**What you will do**
• 1. Answer these from the VLM benchmark notebook, one line each:
(a) What three types of images does the benchmark include?
(b) What device does the notebook's output report it is using?
(c) For the model name "blip2", what words does format_question place after the question text?
• 2. Extend the VLM benchmark notebook past its final line.

--- start Passage given ---

# VLM Benchmark for Object Property Abstraction

This notebook implements a benchmark for evaluating Vision Language Models (VLMs) on object property abstraction and visual question answering (VQA) tasks. The benchmark includes three types of questions:

1. Direct Recognition
2. Property Inference
3. Counterfactual Reasoning

And three types of images:
- REAL
- ANIMATED
- AI GENERATED

## Setup and Imports

First, let's import the necessary libraries and set up our environment.

In [None]:
# Install required packages
!pip install transformers torch Pillow tqdm

In [2]:
# Import required libraries
import torch
import json
from pathlib import Path
from PIL import Image
import gc
import re
from tqdm import tqdm
from typing import List, Dict, Any

# Check if CUDA is available
device = torch.device('cuda' if torch.cuda.is_available() else 'cpu')
print(f"Using device: {device}")

Using device: cuda


## Benchmark Tester Class

This class handles the evaluation of models against our benchmark.

In [4]:
class BenchmarkTester:
    def __init__(self, benchmark_path="/var/scratch/ave303/OP_bench/benchmark.json", data_dir="/var/scratch/ave303/OP_bench/"):
        self.device = "cuda" if torch.cuda.is_available() else "cpu"
        with open(benchmark_path, 'r') as f:
            self.benchmark = json.load(f)
        self.data_dir = data_dir
    
    def format_question(self, question, model_name):
        """Format a question for the model."""

        if model_name=="blip2":
            return f"Question: {question['question']} Provide only the total number. Answer:" #Provide just the total count and the list of objects in the given format \n Format: number [objects] Answer: "
        else:
            return f"Question: {question['question']} Answer(total number):"

    def clean_answer(self, answer):
        """Clean the model output to extract just the number."""
        # Remove any text that's not a number
        # import re
        # numbers = re.findall(r'\d+', answer)

--- end Passage given ---
--- start Data section ---

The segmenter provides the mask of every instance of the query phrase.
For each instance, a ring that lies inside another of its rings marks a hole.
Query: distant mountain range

--- end Data section ---

**Exercise answers**
• 1.
(a) REAL, ANIMATED, and AI GENERATED
(b) cuda
(c) "Provide only the total number. Answer:"

• 2.
        # if numbers:
        #     return numbers[0]  # Return the first number found
        # return answer
        """Extract number and reasoning from the model's answer."""
        # Try to extract number and reasoning using regex
        import re
        pattern = r'(\d+)\s*\[(.*?)\]'
        match = re.search(pattern, answer)
        
        if match:
            number = match.group(1)
            objects = [obj.strip() for obj in match.group(2).split(',')]
            return {
                "count": number,
                "reasoning": objects
            }
        else:
            # Fallback if format isn't matched
            numbers = re.findall(r'\d+', answer)
            return {
                "count": numbers[0] if numbers else "0",
                "reasoning": []
            }

    def model_generation(self, model_name, model, inputs, processor):
        """Generate answer and decode."""
        outputs = None  # Initialize outputs to None
        
        if model_name=="blip2":
            outputs = model.generate(**inputs)
            answer = processor.batch_decode(outputs, skip_special_tokens=True)[0].strip()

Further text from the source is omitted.